Santorum

I saw some of the debate tonight. These two comments at Hot Air capture the way I always feel about Santorum:

“I can never tell if Santorum is doing good or bad…. I just cannot tune in to the man.”

“Santorum has this irritating way of projecting rightous arrogance in answering even the most vanilla of questions. He’s got a chip on his shoulder that’s very unappealing. I really think he’d be a far happier man if he actually followed his religous convictions and became a televangelist.”

Here’s another interesting comment:

“Rick Santorum is an example of everything that is wrong with our government…. I couldn’t believe it; Santorum admits he voted for Planned Parenthood because it was part of one of those huge package bills that also included some things he supported. Ok, so he votes for Planned Parenthood. Then, in order to balance it all out, he writes and/or sponsors another bill that will pay for abstinence teaching in the schools. This is exactly why we are going bankrupt, he is having the taxpayer pay for both sides of an issue, then he has the nerve to claim he is conservative, you know, a conservative team player….”

Finally, there Allahpundit’s observation about Santorum’s “cringeworthy admission that he took one for the team in voting for No Child Left Behind.”

This is why it’s so hard for senators to be elected to the presidency; they’re too compromised by their years in the legislative sausage factory. Only two senators have been elected President in the last ninety years, Kennedy and Obama, and they both remained distant from the Senate and used it more as their launching pad than as their place of work.

- end of initial entry -


February 23

James P. writes:

Santorum is no fun to listen to, but I find it equally impossible to listen to Romney’s endlessly repeated saccharine platitudes and feeble inability to defend himself against obvious lines of attack.

It is also hard for governors of Massachusetts to be elected to the Presidency, as they are compromised by their years of governing a liberal state. Sadly, Romney is much more like Michael Dukakis than Calvin Coolidge.

LA writes:

One thing that bothered me, Romney said repeatedly that he would “repeal Obamacare.” He acted as though repeal were simply up to him, whereas it is up to Congress to repeal it, and up to the president to sign the repeal. And a repeal by Congress would require, as Michele Bachmann said over and over, a president who was not just committed to signing a repeal when it came to his desk, but who was actively pushing Congress to repeal it, as it will be a tough fight. Also, it may require a Republican majority of 60 in order to get cloture, and it’s not looking likely that that is attainable.

Also, Romney said he would repeal it because it is “too expensive,” and reasons like that. He did not indicate any understanding of how tyrannical it is, how it will destroy the private health care industry, and so on.

* Dataset extract:
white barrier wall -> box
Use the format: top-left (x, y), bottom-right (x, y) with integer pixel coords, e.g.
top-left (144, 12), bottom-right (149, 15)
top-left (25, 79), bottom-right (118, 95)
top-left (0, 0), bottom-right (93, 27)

* The tasks:
A: In the Santorum post, condense the paragraph beginning "This is why it's so hard for senators" into a shorter version that keeps its main facts.
B: In the Santorum post, which Massachusetts governor does James P. say Romney more closely resembles than Calvin Coolidge?
C: From the Santorum post, write out word for word the passage from "One thing that" up to and including "that is attainable.".

* Results of the tasks:
A: Senators seldom win the presidency because years of legislative compromise taint them. Only Kennedy and Obama have done it in the last ninety years, and both kept their distance from the Senate, treating it as a launching pad rather than a workplace.

B: Michael Dukakis.

C:
One thing that bothered me, Romney said repeatedly that he would “repeal Obamacare.” He acted as though repeal were simply up to him, whereas it is up to Congress to repeal it, and up to the president to sign the repeal. And a repeal by Congress would require, as Michele Bachmann said over and over, a president who was not just committed to signing a repeal when it came to his desk, but who was actively pushing Congress to repeal it, as it will be a tough fight. Also, it may require a Republican majority of 60 in order to get cloture, and it’s not looking likely that that is attainable.